- Work to do -
How many lines in the data below contain the word "tire"? Case counts, so reply with the number only.

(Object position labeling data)
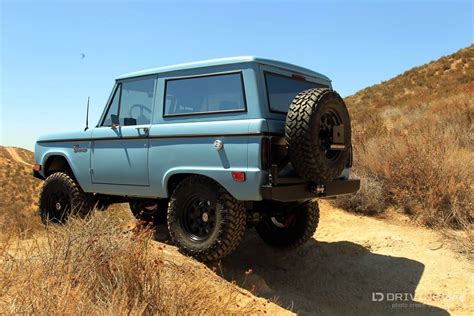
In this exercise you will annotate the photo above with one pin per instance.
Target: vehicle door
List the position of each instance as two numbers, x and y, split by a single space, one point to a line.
120 143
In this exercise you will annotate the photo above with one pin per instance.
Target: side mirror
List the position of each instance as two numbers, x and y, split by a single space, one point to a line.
115 121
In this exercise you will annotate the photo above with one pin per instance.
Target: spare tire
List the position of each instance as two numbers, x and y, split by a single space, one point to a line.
318 134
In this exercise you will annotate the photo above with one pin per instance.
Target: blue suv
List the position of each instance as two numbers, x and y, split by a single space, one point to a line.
207 148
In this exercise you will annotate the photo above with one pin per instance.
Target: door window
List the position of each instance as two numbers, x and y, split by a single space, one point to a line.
113 109
136 102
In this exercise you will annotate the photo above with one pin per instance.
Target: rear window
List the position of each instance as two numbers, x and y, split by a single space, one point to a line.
281 90
202 95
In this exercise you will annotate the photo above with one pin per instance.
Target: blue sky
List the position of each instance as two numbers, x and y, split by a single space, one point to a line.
45 81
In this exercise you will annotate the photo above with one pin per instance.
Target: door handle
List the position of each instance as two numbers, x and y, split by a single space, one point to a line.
144 129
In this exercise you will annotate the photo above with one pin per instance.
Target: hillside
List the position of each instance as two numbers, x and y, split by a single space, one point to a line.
413 143
448 76
109 265
18 189
414 152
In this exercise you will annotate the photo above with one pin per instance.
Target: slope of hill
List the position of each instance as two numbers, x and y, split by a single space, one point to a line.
414 145
18 189
447 76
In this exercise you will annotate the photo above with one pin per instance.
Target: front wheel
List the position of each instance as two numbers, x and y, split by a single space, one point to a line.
291 228
62 197
204 220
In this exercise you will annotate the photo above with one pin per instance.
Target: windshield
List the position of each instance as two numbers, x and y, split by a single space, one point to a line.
281 90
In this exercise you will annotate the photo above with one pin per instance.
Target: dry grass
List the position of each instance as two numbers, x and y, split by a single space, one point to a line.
414 147
18 193
97 266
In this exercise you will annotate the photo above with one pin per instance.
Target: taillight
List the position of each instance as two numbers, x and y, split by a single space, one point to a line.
266 153
238 176
351 157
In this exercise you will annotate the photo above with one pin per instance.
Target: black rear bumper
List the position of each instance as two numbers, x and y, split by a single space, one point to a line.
307 191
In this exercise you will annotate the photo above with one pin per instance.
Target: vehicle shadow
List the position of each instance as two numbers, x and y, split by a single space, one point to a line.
328 278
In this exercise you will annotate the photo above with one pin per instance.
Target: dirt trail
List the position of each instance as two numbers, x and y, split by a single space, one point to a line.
352 257
14 154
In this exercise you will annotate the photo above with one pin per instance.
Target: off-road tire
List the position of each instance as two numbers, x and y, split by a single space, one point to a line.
306 219
306 146
156 217
60 183
230 219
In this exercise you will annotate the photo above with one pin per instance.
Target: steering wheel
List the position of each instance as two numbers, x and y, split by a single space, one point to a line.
143 109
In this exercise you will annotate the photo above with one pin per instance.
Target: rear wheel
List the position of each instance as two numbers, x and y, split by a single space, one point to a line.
61 197
204 220
291 228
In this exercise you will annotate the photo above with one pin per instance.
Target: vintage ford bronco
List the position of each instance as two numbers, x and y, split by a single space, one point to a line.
207 148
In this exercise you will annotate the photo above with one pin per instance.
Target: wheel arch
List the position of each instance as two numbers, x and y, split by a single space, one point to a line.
55 162
174 177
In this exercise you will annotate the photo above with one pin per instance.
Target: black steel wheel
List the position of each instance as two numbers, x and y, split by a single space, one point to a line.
204 220
62 197
291 228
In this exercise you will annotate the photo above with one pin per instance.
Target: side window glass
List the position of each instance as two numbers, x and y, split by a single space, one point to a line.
209 94
137 102
113 109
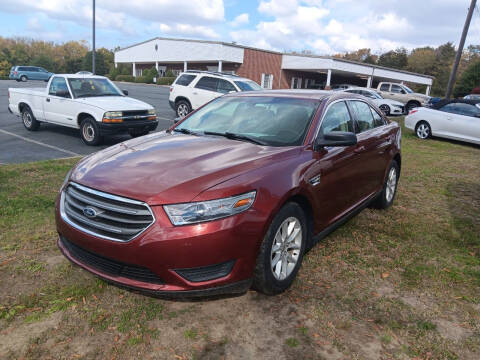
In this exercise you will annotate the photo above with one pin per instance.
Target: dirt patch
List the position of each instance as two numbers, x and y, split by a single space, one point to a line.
16 338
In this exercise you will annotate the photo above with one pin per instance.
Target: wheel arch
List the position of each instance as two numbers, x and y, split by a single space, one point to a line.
82 116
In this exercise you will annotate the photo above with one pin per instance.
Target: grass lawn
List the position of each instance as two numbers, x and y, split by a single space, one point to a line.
397 284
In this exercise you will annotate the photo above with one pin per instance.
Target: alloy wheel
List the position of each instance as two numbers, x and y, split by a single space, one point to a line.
423 131
88 132
286 248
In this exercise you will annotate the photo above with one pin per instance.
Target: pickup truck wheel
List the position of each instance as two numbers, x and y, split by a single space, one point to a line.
389 190
29 121
90 132
182 108
385 109
137 133
282 251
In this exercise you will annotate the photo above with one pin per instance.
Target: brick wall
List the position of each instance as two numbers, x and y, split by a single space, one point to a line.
256 62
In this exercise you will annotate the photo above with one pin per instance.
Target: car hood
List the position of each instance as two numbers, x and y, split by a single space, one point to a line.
387 101
167 168
115 103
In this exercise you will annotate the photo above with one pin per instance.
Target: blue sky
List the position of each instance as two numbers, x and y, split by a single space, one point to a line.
321 26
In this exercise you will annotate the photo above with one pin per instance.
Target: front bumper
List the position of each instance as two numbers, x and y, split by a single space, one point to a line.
169 255
115 128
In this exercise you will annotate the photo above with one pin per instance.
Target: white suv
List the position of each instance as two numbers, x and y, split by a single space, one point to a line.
193 89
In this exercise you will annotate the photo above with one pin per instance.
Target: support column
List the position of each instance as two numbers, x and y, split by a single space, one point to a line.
329 78
369 81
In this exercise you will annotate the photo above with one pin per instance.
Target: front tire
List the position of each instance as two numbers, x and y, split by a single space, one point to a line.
423 130
281 252
29 121
90 132
182 108
389 190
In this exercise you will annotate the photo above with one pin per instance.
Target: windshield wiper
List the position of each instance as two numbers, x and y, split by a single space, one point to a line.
234 136
186 131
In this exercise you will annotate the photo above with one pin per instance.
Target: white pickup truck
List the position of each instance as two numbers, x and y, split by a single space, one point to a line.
90 103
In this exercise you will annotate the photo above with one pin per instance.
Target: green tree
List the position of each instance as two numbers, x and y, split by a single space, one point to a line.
396 59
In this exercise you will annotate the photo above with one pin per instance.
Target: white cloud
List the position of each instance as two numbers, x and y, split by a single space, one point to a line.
241 19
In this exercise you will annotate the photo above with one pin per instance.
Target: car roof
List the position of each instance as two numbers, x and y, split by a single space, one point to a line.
298 93
444 102
216 73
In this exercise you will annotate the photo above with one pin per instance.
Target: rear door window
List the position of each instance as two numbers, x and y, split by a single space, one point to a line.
185 79
337 118
207 83
225 86
385 87
363 115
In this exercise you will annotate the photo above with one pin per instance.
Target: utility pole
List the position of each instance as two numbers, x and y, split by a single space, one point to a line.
93 33
453 74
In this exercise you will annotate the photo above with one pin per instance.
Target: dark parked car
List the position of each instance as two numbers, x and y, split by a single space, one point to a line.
24 73
232 195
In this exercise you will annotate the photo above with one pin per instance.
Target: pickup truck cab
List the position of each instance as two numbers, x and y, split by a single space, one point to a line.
90 103
403 94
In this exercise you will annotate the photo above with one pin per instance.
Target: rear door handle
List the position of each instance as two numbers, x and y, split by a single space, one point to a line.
359 149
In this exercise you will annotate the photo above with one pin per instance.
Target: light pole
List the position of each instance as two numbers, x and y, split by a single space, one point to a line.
453 74
93 35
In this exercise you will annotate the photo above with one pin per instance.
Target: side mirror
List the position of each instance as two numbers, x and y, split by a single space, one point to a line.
336 138
62 93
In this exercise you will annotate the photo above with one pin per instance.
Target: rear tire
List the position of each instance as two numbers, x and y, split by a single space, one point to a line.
29 121
135 134
385 109
281 252
389 190
423 130
182 108
90 132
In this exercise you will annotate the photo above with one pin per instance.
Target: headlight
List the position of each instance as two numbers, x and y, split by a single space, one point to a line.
67 177
113 117
113 114
191 213
152 115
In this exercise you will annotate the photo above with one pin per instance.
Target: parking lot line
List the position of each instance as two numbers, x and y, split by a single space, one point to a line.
40 143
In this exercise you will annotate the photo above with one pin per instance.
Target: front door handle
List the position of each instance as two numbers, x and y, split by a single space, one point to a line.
359 149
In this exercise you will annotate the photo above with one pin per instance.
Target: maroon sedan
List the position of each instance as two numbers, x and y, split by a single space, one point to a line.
231 196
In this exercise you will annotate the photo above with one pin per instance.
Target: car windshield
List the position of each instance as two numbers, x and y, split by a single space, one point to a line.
248 85
272 121
92 87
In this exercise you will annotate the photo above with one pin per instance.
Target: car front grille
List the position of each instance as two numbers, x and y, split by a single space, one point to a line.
104 215
109 266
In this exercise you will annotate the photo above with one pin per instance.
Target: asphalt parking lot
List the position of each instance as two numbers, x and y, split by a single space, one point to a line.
17 145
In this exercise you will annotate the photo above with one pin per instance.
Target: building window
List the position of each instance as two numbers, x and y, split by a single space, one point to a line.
267 81
296 83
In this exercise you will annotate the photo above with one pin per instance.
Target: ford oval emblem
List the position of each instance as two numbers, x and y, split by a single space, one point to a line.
89 212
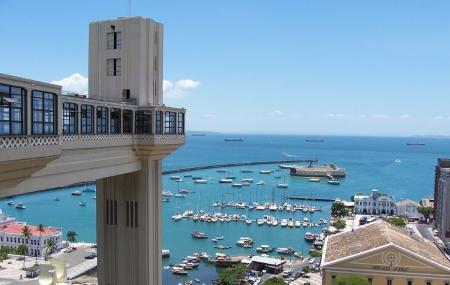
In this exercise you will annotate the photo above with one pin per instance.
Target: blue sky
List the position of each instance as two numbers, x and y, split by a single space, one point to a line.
252 66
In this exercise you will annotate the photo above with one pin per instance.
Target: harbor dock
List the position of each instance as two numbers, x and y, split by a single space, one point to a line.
225 165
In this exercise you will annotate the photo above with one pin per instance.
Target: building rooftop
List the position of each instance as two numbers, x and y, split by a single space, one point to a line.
16 229
378 234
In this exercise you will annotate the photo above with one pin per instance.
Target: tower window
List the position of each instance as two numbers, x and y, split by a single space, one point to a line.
114 40
114 67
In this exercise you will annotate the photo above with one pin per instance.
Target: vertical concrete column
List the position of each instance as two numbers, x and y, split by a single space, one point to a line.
129 227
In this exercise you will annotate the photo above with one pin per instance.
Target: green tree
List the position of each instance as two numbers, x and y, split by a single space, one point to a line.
425 211
340 224
316 254
399 222
275 281
231 275
41 230
22 250
338 209
71 237
350 280
306 269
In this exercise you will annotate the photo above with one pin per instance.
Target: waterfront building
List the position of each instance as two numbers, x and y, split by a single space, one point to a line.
375 203
311 170
442 199
11 236
408 209
384 254
117 135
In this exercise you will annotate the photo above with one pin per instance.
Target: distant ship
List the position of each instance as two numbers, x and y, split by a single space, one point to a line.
314 140
416 143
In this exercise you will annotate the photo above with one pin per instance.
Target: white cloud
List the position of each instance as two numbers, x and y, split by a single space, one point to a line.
381 116
180 88
276 113
75 82
405 116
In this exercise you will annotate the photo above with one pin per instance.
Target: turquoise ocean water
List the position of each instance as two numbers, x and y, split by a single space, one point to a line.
369 162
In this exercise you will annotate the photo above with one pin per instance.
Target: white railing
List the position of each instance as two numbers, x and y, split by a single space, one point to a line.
27 141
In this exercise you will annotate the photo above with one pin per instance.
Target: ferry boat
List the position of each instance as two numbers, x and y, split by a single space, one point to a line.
20 206
284 250
199 235
264 249
245 242
309 236
334 182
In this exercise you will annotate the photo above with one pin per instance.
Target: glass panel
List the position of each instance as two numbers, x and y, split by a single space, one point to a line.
4 128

- Written response -
4